Analistas 16/11/2022

Catar

Andrés Caro
Candidato a doctor en derecho por la Universidad de Yale

A veces uno tiene que usar estos espacios para repetir lo obvio, lo común, lo previsible.

Lo obvio, claro, es que los estadios, los hoteles y la infraestructura del mundial de fútbol de 2022 en Catar fueron construidos por víctimas de esclavitud y de trata de personas.

Si alguien se opone a las violaciones de derechos humanos en Venezuela o en cualquier otro país, debe, por lo menos, preguntarse si vale la pena jugar este mundial de fútbol, o cantar en la inauguración, o ver los partidos, o llenar el álbum, o cometer cualquier otro acto de complicidad que sirva para lavarles la cara a la Fifa, a Catar y a sus socios y patrocinadores.

Desde 2011, un año después de que la Fifa le otorgó el mundial de 2022 a Catar, circulan rumores de que ese país compró la elección a través de pagos directos y de la adjudicación de contratos. Hasta ahora, nadie ha sido condenado por este caso específico. Sin embargo, Michael García, un investigador que hizo un reporte en 2014, estableció que Catar, Rusia (organizador del mundial de 2018), y algunos ejecutivos de la Fifa extendieron los límites de lo correcto, y usaron un sistema ya sombrío a su favor.
Esto no es lo más grave.

Para construir la infraestructura del mundial, Catar recibió a dos millones de trabajadores de India, Bangladesh, Pakistán, Nepal, Sri Lanka, Filipinas y Kenia. Muchas de estas personas, como lo reportó Human Rights Watch, tuvieron que pagarles a redes de reclutadores y traficantes para conseguir sus trabajos.

Al llegar a Catar, los trabajadores se enfrentaron a situaciones extremas y a condiciones laborales terribles. Debieron trabajar a temperaturas altísimas (tan altas que el mundial se corrió del verano, cuando se suele jugar, a noviembre y diciembre, cuando hace menos calor).

Muchos estaban endeudados con sus patronos (compañías de tercerización y constructoras) por los costos del viaje a Catar y estos empleadores, reteniéndoles sus pasaportes y sus salarios, los sometieron a lo que se conoce como servidumbre por deudas, una práctica considerada como esclavitud por las Naciones Unidas.

También, sufrieron largas jornadas de trabajo y hacinamiento en viviendas sin servicios básicos.

=-=-=

- **TU OBJETIVO**:
Copia sin cambios, por favor, el fragmento del texto sobre Catar que empieza con las palabras que contienen "Esto no es lo" y termina con "conseguir sus trabajos.". El material no guarda relación con el texto sobre Catar.

=-=-=

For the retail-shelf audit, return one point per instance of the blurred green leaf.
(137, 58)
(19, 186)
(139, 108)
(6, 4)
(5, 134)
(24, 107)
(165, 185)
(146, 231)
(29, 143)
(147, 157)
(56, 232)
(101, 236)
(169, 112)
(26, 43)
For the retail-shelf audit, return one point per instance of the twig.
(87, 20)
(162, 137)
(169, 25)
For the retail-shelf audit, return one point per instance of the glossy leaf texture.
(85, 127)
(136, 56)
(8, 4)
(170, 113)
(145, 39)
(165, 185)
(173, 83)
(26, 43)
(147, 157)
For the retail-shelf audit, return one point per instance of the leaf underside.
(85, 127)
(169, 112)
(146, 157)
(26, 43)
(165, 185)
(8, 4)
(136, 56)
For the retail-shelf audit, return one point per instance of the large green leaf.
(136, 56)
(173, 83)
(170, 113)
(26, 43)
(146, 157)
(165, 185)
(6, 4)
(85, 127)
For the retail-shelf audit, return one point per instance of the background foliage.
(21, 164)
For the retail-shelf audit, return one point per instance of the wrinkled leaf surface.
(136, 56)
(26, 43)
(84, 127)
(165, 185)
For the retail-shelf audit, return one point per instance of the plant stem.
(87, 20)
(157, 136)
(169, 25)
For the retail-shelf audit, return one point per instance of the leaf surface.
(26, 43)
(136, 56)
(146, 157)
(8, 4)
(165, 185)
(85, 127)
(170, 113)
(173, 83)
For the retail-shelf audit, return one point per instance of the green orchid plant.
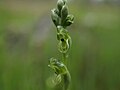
(62, 19)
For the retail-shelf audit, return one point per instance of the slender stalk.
(62, 19)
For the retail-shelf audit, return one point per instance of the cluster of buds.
(61, 16)
(62, 19)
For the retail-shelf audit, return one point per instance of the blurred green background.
(28, 41)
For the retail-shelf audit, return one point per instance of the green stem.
(67, 80)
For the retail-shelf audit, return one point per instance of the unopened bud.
(55, 17)
(64, 13)
(69, 20)
(60, 4)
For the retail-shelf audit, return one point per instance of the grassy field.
(94, 57)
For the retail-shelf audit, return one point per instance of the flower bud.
(60, 4)
(55, 17)
(69, 20)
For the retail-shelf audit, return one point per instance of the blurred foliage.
(27, 41)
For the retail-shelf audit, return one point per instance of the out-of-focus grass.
(94, 56)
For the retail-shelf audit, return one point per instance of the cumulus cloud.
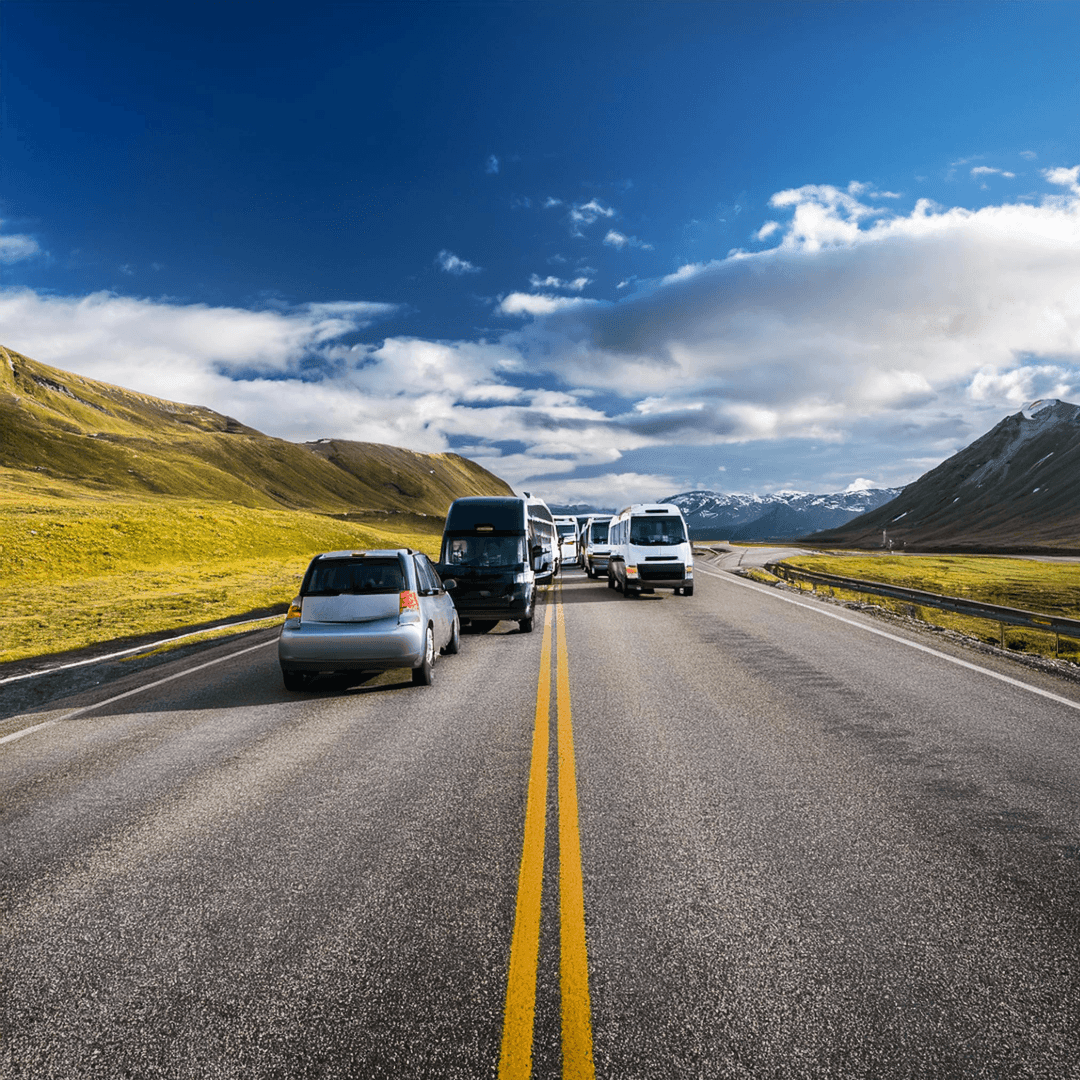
(585, 214)
(14, 247)
(451, 264)
(1065, 177)
(862, 326)
(536, 304)
(859, 312)
(612, 490)
(619, 240)
(552, 282)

=-=-=

- **ESPACIO DE RESPUESTA**:
Esto no es lo más grave.

Para construir la infraestructura del mundial, Catar recibió a dos millones de trabajadores de India, Bangladesh, Pakistán, Nepal, Sri Lanka, Filipinas y Kenia. Muchas de estas personas, como lo reportó Human Rights Watch, tuvieron que pagarles a redes de reclutadores y traficantes para conseguir sus trabajos.